### WORK TO COMPLETE
Present each line of the entries below that holds the word "glossy".

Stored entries
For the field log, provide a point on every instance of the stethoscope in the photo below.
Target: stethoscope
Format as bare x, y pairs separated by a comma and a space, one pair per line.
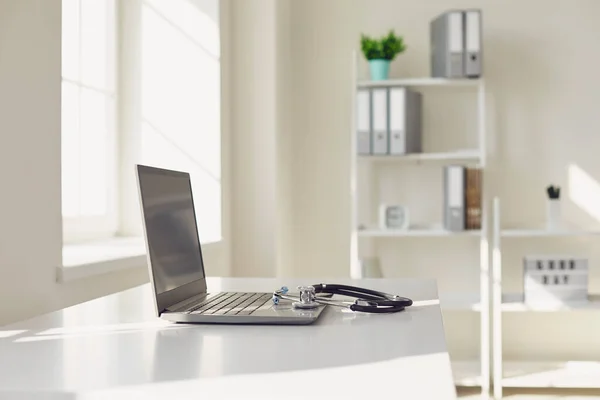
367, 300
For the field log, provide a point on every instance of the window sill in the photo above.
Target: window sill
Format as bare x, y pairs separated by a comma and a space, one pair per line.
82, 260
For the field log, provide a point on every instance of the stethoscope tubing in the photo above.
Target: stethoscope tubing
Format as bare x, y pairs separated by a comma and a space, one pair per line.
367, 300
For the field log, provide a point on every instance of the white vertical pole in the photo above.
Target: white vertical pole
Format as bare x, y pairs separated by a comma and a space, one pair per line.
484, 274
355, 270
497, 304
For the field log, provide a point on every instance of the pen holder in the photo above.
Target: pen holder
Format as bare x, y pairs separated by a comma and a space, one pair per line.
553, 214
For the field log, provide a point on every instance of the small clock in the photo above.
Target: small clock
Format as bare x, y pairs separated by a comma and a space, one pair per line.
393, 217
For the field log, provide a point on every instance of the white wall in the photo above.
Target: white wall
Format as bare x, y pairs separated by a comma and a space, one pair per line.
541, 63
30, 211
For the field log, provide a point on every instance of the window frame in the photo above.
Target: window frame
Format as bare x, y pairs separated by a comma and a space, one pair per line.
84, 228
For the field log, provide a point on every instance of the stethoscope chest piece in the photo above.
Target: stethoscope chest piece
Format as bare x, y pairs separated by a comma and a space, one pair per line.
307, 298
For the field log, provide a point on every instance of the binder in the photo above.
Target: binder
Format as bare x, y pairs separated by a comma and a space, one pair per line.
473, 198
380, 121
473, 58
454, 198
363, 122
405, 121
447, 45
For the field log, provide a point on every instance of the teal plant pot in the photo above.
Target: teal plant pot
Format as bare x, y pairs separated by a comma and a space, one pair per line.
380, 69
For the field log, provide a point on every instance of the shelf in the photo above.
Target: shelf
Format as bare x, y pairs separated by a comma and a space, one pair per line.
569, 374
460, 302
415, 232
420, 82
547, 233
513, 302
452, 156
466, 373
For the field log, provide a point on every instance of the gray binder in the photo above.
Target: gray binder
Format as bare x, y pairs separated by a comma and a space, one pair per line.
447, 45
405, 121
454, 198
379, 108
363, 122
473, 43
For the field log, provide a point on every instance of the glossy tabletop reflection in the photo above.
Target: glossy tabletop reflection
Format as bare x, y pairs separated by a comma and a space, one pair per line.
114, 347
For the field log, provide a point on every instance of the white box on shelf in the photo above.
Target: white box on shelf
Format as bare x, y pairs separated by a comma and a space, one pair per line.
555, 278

==

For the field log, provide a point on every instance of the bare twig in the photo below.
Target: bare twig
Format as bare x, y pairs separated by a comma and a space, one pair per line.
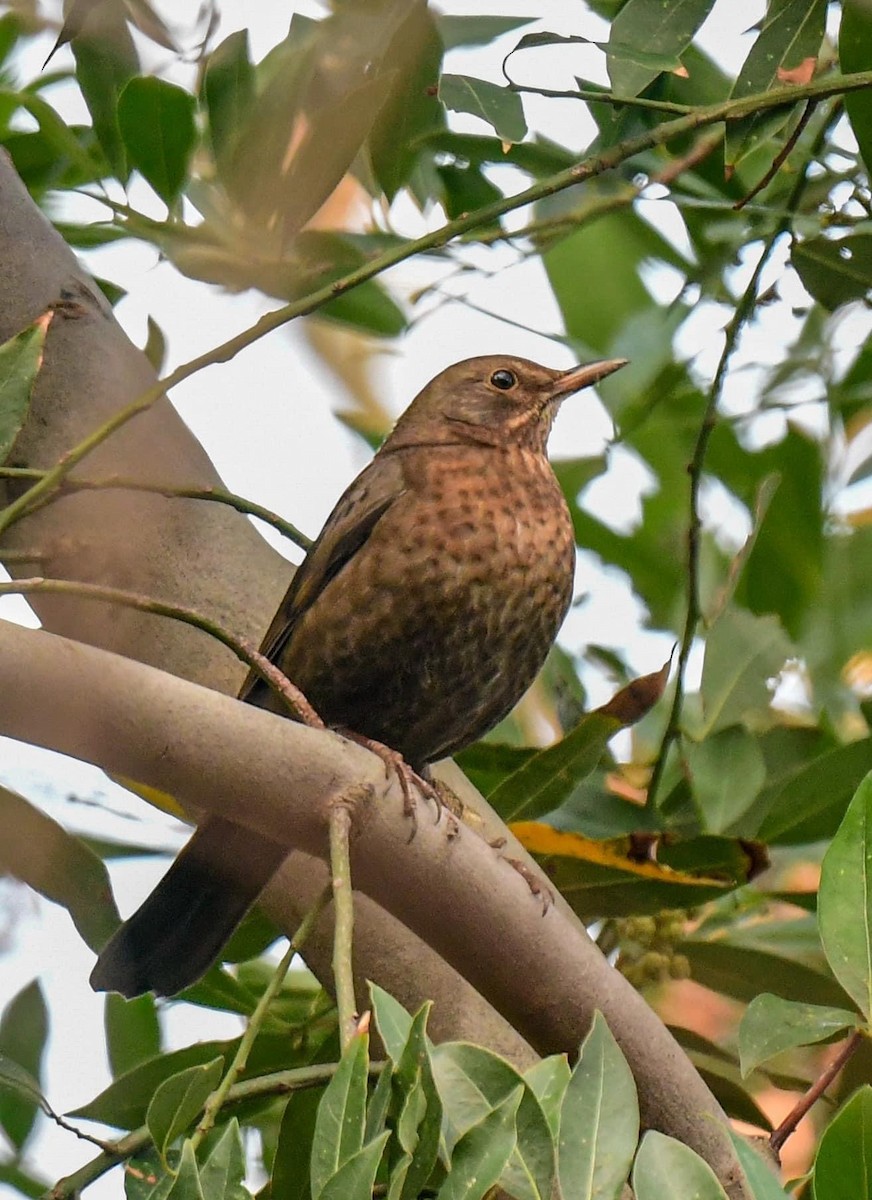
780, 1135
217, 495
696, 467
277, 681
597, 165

...

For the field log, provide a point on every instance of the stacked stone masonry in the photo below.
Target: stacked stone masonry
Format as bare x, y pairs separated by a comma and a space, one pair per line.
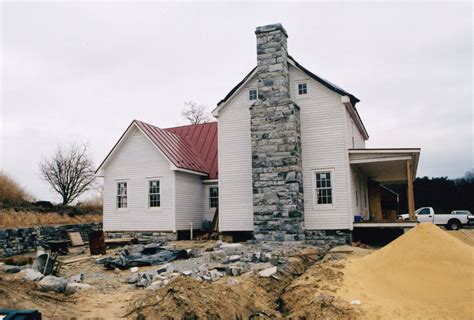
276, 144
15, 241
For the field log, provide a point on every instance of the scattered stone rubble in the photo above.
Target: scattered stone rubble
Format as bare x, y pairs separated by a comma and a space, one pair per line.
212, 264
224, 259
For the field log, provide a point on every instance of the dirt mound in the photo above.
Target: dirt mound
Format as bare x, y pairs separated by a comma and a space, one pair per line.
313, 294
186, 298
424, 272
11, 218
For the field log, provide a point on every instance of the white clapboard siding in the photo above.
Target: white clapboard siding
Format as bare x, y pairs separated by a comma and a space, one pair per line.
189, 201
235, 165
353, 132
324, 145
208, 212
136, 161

### COMPLETED TASK
For the field log, provide a point on every instance of the glossy tabletop reflection in the photo above.
Target: glossy tabletop reflection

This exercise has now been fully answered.